Data listing:
────────

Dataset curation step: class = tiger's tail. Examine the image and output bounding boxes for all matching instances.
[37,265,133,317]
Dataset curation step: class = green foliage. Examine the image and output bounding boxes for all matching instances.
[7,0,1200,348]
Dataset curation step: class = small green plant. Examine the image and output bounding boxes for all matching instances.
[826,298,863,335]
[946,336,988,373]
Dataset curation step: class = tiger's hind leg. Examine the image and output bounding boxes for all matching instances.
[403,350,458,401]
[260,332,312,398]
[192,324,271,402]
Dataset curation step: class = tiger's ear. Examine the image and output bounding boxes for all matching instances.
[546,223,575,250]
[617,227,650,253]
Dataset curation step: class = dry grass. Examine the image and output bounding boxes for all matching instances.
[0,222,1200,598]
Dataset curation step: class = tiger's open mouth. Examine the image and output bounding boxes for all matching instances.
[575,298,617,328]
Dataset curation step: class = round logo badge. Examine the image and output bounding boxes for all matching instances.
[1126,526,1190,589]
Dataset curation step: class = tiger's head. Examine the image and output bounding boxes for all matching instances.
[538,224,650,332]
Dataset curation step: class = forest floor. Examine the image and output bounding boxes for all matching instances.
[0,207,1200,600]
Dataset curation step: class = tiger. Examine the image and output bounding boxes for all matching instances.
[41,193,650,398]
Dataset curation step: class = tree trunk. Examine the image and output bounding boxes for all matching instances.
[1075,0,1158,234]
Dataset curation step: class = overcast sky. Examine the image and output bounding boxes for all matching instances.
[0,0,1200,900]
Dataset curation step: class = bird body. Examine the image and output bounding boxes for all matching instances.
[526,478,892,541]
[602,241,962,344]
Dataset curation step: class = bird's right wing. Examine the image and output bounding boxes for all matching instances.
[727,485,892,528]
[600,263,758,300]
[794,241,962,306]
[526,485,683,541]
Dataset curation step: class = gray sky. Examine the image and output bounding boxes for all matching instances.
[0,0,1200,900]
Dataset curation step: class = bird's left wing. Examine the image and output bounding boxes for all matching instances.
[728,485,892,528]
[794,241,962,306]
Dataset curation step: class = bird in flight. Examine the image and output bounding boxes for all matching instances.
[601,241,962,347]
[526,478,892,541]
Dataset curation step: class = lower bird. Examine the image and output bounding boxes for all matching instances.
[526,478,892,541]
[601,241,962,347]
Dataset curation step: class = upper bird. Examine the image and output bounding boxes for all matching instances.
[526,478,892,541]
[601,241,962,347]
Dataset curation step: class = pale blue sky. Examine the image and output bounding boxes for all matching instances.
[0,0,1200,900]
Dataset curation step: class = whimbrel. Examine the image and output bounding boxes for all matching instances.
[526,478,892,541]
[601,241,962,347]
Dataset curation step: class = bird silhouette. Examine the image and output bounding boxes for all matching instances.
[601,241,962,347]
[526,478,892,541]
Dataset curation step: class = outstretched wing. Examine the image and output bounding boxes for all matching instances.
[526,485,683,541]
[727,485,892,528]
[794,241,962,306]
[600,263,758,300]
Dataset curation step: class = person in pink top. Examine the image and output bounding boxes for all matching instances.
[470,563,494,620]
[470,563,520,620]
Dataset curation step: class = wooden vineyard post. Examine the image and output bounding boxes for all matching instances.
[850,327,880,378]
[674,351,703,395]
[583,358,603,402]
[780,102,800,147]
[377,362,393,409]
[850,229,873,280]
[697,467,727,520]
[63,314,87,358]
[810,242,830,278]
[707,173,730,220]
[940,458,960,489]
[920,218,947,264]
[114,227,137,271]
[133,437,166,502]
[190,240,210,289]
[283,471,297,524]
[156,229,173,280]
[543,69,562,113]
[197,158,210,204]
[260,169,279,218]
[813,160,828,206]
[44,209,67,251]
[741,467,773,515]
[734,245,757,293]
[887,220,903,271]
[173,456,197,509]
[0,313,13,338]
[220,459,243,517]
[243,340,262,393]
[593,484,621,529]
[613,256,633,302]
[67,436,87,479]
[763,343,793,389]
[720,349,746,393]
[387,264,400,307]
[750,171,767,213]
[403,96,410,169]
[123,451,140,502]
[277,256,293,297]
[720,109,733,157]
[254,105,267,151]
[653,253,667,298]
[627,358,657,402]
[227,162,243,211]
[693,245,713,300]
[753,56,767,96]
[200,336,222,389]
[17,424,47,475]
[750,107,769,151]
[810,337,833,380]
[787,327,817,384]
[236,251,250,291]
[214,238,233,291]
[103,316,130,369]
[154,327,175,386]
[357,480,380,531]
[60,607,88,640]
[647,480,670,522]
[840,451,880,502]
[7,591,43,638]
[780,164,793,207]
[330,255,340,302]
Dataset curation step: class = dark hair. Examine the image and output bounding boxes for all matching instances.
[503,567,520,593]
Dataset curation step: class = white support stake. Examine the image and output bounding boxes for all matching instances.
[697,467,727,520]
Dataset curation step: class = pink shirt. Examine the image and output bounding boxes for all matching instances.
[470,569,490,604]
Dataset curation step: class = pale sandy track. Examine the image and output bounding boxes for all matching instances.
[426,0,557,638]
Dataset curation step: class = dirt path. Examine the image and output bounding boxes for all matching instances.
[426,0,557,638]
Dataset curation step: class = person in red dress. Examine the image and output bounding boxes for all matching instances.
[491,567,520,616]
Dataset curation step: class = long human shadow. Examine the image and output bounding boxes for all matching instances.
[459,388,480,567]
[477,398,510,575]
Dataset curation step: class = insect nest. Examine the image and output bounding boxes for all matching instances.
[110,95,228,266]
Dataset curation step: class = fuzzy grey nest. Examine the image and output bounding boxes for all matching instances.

────────

Turn every line of the records above into a numbered list, leaving out any blank lines.

# OUTPUT FOR THIS TASK:
1. Dataset curation step: class = tiger's tail. Examine the image and output bounding boxes for all matching instances.
2. [37,265,133,317]
3. Dataset curation step: class = green foliage. Examine the image and output bounding boxes for all matching instances.
4. [7,0,1200,348]
5. Dataset curation step: class = small green plant. Examine the image and output bounding boxes for all matching instances.
6. [826,298,863,335]
7. [946,336,988,373]
8. Dataset curation step: class = tiger's hind leg. Examine the image and output bounding boxes for all matching instances.
9. [403,350,458,401]
10. [260,332,312,398]
11. [192,324,271,402]
12. Dataset curation step: class = tiger's ear. Examine the image and output bounding boxes for all matching instances.
13. [546,223,575,250]
14. [617,227,650,253]
15. Dataset curation step: class = dry grass. Examine the image and output bounding boxes for all matching instances.
16. [0,222,1200,598]
17. Dataset curation step: class = tiger's open mouth. Examine the image and output bounding boxes for all matching instances.
18. [575,298,617,328]
19. Dataset curation step: class = round logo badge. Examine the image and output bounding boxes for all matching instances.
20. [1126,526,1190,589]
21. Dataset curation step: class = tiger's head. Examine the image and output bounding boxes for all matching instances.
22. [538,224,650,332]
23. Dataset curation step: class = forest floor. Examine the image and output bounding boxes for all matching instances.
24. [0,207,1200,600]
25. Dataset curation step: class = tiger. Examine the image and output bounding boxes for all matching instances.
26. [41,193,650,398]
27. Dataset curation step: class = tree trunk. Examine the image and output bounding boxes for all matching instances.
28. [1075,0,1158,234]
29. Dataset curation step: class = overcast sky. Examine the image and output bounding boxes for all matching instances.
30. [0,0,1200,900]
31. Dataset curation step: class = bird body. Examine the image and output bounding boxes for all matching instances.
32. [526,478,892,541]
33. [602,241,962,344]
34. Dataset curation step: class = bird's right wing. Examine the image and output bounding boxes for all matching instances.
35. [727,485,892,528]
36. [600,263,758,300]
37. [794,241,962,306]
38. [526,485,683,541]
39. Dataset curation step: class = gray sky. Examine the image and output bounding boxes for all matching instances.
40. [0,0,1200,900]
41. Dataset curation step: class = bird's left wing. Examine the image and output bounding boxes for all matching instances.
42. [728,485,892,528]
43. [794,241,962,306]
44. Dataset curation step: class = bird in flight. Examine the image and output bounding boxes for all matching instances.
45. [601,241,962,347]
46. [526,478,892,541]
47. Dataset curation step: class = lower bird. Examine the image and output bounding boxes for all matching instances.
48. [526,478,892,541]
49. [601,241,962,347]
50. Dataset curation step: class = upper bird. Examine the image and output bounding boxes for all matching instances.
51. [526,478,892,541]
52. [601,241,962,347]
53. Dataset curation step: class = pale blue sky. Examine the image and output bounding boxes for all matching instances.
54. [0,0,1200,900]
55. Dataset curation step: class = whimbrel. Examine the image and output bounding boxes for all matching instances.
56. [526,478,892,541]
57. [601,241,962,347]
58. Dataset curation step: class = bird silhouette. Examine the image and output bounding boxes for all matching instances.
59. [601,241,962,347]
60. [526,478,892,541]
61. Dataset curation step: class = outstretched wing. Examine the image and output bounding boxes for all matching instances.
62. [526,485,683,541]
63. [727,485,892,528]
64. [794,241,962,306]
65. [600,263,758,300]
66. Dataset curation step: class = person in pink top. Examine the image and output bounding boxes for all matching instances.
67. [470,563,494,620]
68. [470,563,520,620]
69. Dataset curation step: class = wooden vineyard post. Examine the image and output bounding boxes for all matching instances.
70. [850,327,880,378]
71. [674,351,703,395]
72. [583,358,603,402]
73. [780,102,800,147]
74. [377,362,393,409]
75. [850,229,873,280]
76. [697,467,727,520]
77. [63,314,87,358]
78. [810,242,830,278]
79. [707,173,730,220]
80. [940,458,960,489]
81. [920,218,947,264]
82. [114,227,137,271]
83. [133,437,166,502]
84. [190,240,210,289]
85. [283,471,297,524]
86. [156,229,173,280]
87. [543,69,562,113]
88. [197,158,210,204]
89. [260,169,279,218]
90. [813,160,828,206]
91. [44,209,67,251]
92. [741,467,773,515]
93. [734,245,757,293]
94. [887,220,903,271]
95. [173,456,197,509]
96. [0,313,13,338]
97. [220,459,243,517]
98. [243,340,262,393]
99. [593,484,621,529]
100. [613,256,633,302]
101. [67,436,87,479]
102. [763,343,793,389]
103. [720,349,746,393]
104. [387,264,400,307]
105. [750,171,767,213]
106. [403,96,410,169]
107. [123,451,140,502]
108. [277,256,293,297]
109. [720,109,733,157]
110. [254,105,267,151]
111. [653,253,667,298]
112. [627,358,657,402]
113. [227,162,243,211]
114. [693,245,713,300]
115. [753,56,767,96]
116. [200,336,222,389]
117. [17,424,47,475]
118. [750,107,769,151]
119. [810,337,833,380]
120. [787,327,817,384]
121. [236,251,250,291]
122. [214,238,233,291]
123. [103,316,130,369]
124. [154,327,175,386]
125. [357,480,380,531]
126. [60,607,88,640]
127. [647,480,670,522]
128. [840,451,880,502]
129. [7,591,43,638]
130. [780,164,793,207]
131. [330,255,340,302]
132. Dataset curation step: class = dark hair. Examine the image and output bounding boxes for all matching instances.
133. [503,567,520,593]
134. Dataset curation step: class = white support stake. Examine the image and output bounding boxes for all matching instances.
135. [697,467,727,520]
136. Dataset curation step: class = pink shirt. Examine the image and output bounding boxes for all matching instances.
137. [470,569,490,604]
138. Dataset curation step: class = pale sandy track. Examine the image and output bounding boxes for all matching instances.
139. [426,0,557,638]
140. Dataset curation step: class = dirt path. Examine the image and output bounding boxes for all matching instances.
141. [426,0,557,638]
142. Dataset curation step: class = person in red dress. Examine the image and output bounding boxes for all matching instances.
143. [491,567,520,616]
144. Dataset curation step: class = long human shadow. Examine the image and output bounding boxes for all matching instances.
145. [459,388,480,567]
146. [477,398,510,575]
147. Dataset curation step: class = insect nest. Examine the image and output bounding boxes for all matching instances.
148. [110,95,228,266]
149. Dataset curation step: class = fuzzy grey nest. Examine the image and output bounding boxes for all matching instances.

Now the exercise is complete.